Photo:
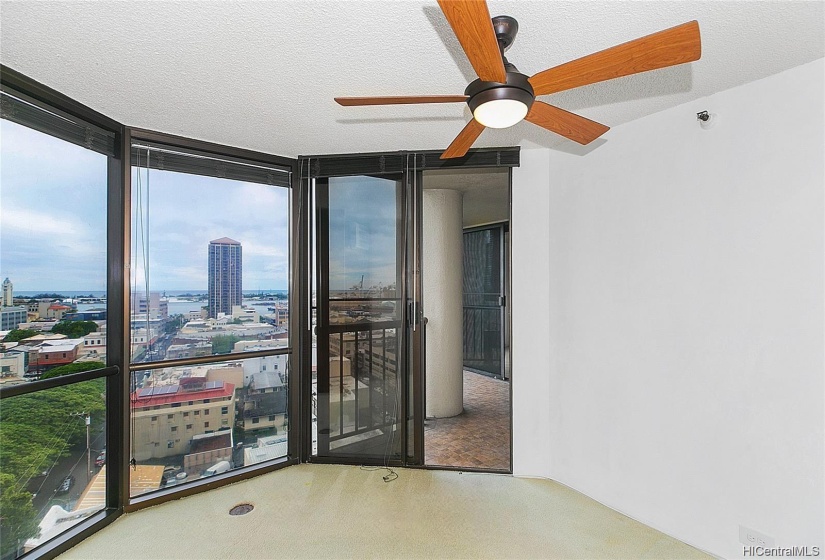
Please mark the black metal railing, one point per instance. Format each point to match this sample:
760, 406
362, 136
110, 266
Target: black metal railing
51, 383
372, 353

__________

**GOAL OF THE EXERCISE:** Rewrite the material above, changing every "black metal railing" to "dark iron fence" and keeping everything else the same. Omit the pictures.

**SOLUTION FOR THIS EXERCISE:**
Photo:
Please mark the dark iron fence, one point per instance. Format each point to match this sample:
760, 406
362, 136
110, 266
Target: dark iron fence
51, 383
372, 353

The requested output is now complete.